Record set:
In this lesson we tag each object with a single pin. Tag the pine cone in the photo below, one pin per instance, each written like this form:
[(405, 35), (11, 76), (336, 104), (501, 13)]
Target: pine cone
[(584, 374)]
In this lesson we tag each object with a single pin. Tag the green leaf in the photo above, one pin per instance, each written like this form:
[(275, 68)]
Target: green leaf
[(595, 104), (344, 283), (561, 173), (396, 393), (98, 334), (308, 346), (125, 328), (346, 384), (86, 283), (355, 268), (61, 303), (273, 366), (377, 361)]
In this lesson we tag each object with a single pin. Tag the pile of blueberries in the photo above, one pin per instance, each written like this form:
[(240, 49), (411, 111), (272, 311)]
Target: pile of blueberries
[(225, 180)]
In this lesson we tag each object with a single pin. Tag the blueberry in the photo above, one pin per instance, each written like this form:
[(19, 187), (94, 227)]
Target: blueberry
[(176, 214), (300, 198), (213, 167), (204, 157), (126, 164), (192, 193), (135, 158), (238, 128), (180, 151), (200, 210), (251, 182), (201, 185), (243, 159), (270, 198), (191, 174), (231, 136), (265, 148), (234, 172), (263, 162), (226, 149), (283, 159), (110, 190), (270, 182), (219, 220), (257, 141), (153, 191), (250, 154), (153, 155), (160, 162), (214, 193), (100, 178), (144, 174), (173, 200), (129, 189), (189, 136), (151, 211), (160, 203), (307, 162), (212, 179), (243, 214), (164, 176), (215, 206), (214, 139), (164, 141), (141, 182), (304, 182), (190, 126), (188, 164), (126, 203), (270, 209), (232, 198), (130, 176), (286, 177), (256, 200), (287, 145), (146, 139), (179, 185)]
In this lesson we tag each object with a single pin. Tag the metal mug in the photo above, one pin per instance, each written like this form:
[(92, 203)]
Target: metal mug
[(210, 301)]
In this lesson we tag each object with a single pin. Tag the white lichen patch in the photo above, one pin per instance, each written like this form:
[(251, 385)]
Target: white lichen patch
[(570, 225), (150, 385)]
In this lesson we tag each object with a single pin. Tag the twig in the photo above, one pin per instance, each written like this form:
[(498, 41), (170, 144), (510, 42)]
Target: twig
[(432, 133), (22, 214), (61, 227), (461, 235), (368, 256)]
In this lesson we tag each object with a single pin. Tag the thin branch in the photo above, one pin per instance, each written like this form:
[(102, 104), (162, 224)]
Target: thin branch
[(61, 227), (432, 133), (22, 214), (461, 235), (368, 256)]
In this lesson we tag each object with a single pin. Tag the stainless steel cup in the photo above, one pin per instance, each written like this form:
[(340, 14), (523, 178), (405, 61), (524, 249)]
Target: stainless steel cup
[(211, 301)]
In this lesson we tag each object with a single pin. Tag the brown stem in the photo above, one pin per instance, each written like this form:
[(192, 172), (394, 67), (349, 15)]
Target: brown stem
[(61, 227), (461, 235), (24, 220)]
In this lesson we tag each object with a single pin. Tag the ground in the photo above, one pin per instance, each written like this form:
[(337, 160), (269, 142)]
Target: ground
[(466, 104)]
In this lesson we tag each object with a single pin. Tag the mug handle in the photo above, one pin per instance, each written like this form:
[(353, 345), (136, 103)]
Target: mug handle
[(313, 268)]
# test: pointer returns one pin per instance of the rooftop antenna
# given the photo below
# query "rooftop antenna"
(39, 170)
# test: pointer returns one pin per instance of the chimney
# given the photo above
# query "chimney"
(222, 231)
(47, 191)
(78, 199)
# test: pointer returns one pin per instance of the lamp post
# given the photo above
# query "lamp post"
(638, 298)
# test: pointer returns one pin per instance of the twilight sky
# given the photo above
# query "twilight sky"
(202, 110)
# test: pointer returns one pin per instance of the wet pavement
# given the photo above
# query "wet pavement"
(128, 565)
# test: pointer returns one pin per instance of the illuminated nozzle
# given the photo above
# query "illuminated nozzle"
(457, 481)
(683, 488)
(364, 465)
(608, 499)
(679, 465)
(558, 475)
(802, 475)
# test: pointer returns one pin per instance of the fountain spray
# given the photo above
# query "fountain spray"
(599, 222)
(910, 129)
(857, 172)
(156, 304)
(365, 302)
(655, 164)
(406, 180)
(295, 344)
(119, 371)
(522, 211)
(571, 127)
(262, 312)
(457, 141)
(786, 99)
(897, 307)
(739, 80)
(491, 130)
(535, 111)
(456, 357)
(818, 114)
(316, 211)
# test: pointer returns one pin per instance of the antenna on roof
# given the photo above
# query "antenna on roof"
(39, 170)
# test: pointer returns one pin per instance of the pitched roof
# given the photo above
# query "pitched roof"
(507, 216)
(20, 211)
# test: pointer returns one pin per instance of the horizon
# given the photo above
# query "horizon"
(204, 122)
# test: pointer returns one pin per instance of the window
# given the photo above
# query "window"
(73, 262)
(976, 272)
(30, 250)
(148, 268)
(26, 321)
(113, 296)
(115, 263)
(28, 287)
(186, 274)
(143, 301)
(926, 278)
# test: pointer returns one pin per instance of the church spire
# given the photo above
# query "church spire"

About this exercise: Every line from the first entry to the line containing "[(275, 68)]" should be transcribed exactly, and nothing beyond it.

Output:
In this lesson we tag each object with a single pin. Tag the pine cone in the photo below, one pin per instance, each written like this form:
[(405, 35), (11, 76), (336, 104), (501, 13)]
Target: pine cone
[(584, 374)]
In this lesson we tag each object with a single pin. Tag the green leaf in the photo above, one pin per instance, each written like this form:
[(275, 68)]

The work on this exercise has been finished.